Text passage.
>> START

# Happy New Year



## cape chef (Jul 31, 2000)

" Turnip greens are better then nothing at all, just ask the people who have tried both"

Be grateful and helpful.

Peace
Brad


----------



## kuan (Jun 11, 2001)

That's a nice thought. Happy New Year Maestro.

Peace


----------



## ma facon (Dec 16, 2004)

HAPPY NEW YEAR !!! and many more to come , Stay healthy , wealthy and wise............ :chef:


----------



## pete (Oct 7, 2001)

To all the CT'ers out there, I wish you all the best in the upcoming year. May your lives be blessed with peace, love, happiness and health.


----------



## miahoyhoy (Jul 23, 2002)

Happy and healthy new year all!


----------



## chrose (Nov 20, 2000)

I couldn't say it any better myself. I wish all of you a happy, healthy and prosperous new year!


----------



## jock (Dec 4, 2001)

We all of us suffer some trials and tribulations in our daily lives; some more than others.

On New Year's eve I made some crab cakes with roasted yellow pepper vinaigarete (sp?) and corn relish. We had a friend over for dinner and we enjoyed a bottle of champaigne with our crab cakes. At close to midnight here in San Francisco the rain had stopped for a while and down by the Bay the fire works started.

At that time I became accutely aware that half way around the world, millions are stuggling to survive from one end of the day to the other after the tradegy of the Tsunami. We raised a glass to their peace and health and to the others around the world whose daily lives are a simple struggle to survive.

Peace and health to you all.

Jock


----------



## mezzaluna (Aug 29, 2000)

To everyone, a year of peace and good health. The rest is extra.


----------

>> END

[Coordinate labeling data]
>> START

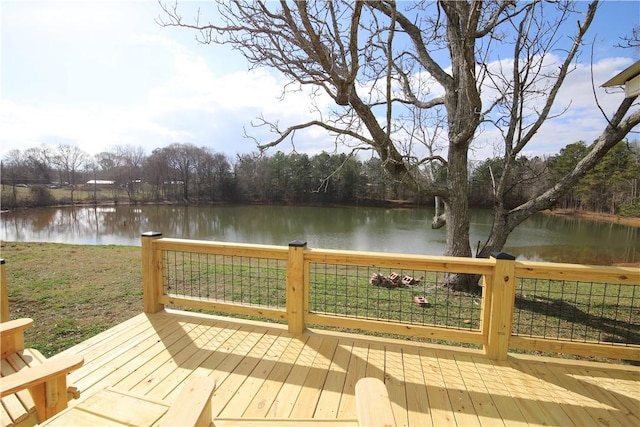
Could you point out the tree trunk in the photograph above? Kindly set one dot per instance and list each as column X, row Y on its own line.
column 457, row 217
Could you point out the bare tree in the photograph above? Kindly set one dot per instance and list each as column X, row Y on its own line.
column 369, row 57
column 69, row 159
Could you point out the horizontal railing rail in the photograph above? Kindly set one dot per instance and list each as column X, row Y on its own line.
column 523, row 305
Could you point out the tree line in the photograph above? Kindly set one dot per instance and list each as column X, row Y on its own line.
column 185, row 173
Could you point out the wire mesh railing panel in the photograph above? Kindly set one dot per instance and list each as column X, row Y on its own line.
column 225, row 278
column 577, row 311
column 402, row 296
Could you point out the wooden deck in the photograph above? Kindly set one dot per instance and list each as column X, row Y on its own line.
column 261, row 371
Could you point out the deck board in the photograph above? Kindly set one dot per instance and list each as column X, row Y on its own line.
column 263, row 372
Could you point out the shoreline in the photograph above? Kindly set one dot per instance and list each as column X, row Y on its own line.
column 595, row 216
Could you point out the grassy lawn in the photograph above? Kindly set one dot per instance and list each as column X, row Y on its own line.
column 71, row 291
column 76, row 291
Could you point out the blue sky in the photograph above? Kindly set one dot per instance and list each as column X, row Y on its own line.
column 102, row 73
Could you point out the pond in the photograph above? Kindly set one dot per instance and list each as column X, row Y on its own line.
column 542, row 237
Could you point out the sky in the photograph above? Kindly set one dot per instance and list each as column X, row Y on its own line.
column 96, row 74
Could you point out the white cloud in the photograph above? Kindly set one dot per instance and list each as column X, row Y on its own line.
column 100, row 84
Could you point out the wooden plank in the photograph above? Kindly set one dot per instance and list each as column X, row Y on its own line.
column 101, row 361
column 416, row 392
column 484, row 407
column 329, row 401
column 193, row 405
column 295, row 289
column 439, row 404
column 256, row 378
column 395, row 328
column 80, row 418
column 623, row 392
column 508, row 412
column 142, row 367
column 185, row 348
column 266, row 395
column 282, row 422
column 527, row 393
column 394, row 380
column 375, row 361
column 578, row 272
column 220, row 364
column 373, row 404
column 293, row 384
column 122, row 408
column 603, row 399
column 40, row 374
column 104, row 340
column 128, row 359
column 355, row 371
column 217, row 336
column 252, row 353
column 307, row 401
column 572, row 401
column 531, row 399
column 9, row 366
column 461, row 403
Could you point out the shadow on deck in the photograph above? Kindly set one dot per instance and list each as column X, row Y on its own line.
column 262, row 371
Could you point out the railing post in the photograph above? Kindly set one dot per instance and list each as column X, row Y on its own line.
column 151, row 274
column 502, row 297
column 4, row 296
column 295, row 287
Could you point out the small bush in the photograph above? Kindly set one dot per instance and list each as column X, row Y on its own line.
column 631, row 210
column 41, row 196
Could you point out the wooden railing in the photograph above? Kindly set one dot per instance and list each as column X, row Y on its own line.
column 499, row 277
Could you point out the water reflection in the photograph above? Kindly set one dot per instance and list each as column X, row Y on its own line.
column 542, row 237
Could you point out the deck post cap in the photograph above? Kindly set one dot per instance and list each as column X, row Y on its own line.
column 503, row 255
column 151, row 234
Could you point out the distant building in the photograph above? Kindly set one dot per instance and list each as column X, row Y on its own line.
column 100, row 182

>> END

Exercise 1. Reproduce the passage of the New Year forum thread that runs from "To all the CT'ers" through "new year all!".
Exercise 2. Format the stretch of the records from the line containing "Could you point out the small" through the line containing "column 499, row 277" as a Markdown table with the columns Position and Text. Number each line and leave out blank lines.
The forum thread and the records come from separate, unrelated sources.

Reply 1.
To all the CT'ers out there, I wish you all the best in the upcoming year. May your lives be blessed with peace, love, happiness and health.


----------



## miahoyhoy (Jul 23, 2002)

Happy and healthy new year all!

Reply 2.
| Position | Text |
|---|---|
| 1 | Could you point out the small bush in the photograph above? Kindly set one dot per instance and list each as column X, row Y on its own line. |
| 2 | column 631, row 210 |
| 3 | column 41, row 196 |
| 4 | Could you point out the wooden railing in the photograph above? Kindly set one dot per instance and list each as column X, row Y on its own line. |
| 5 | column 499, row 277 |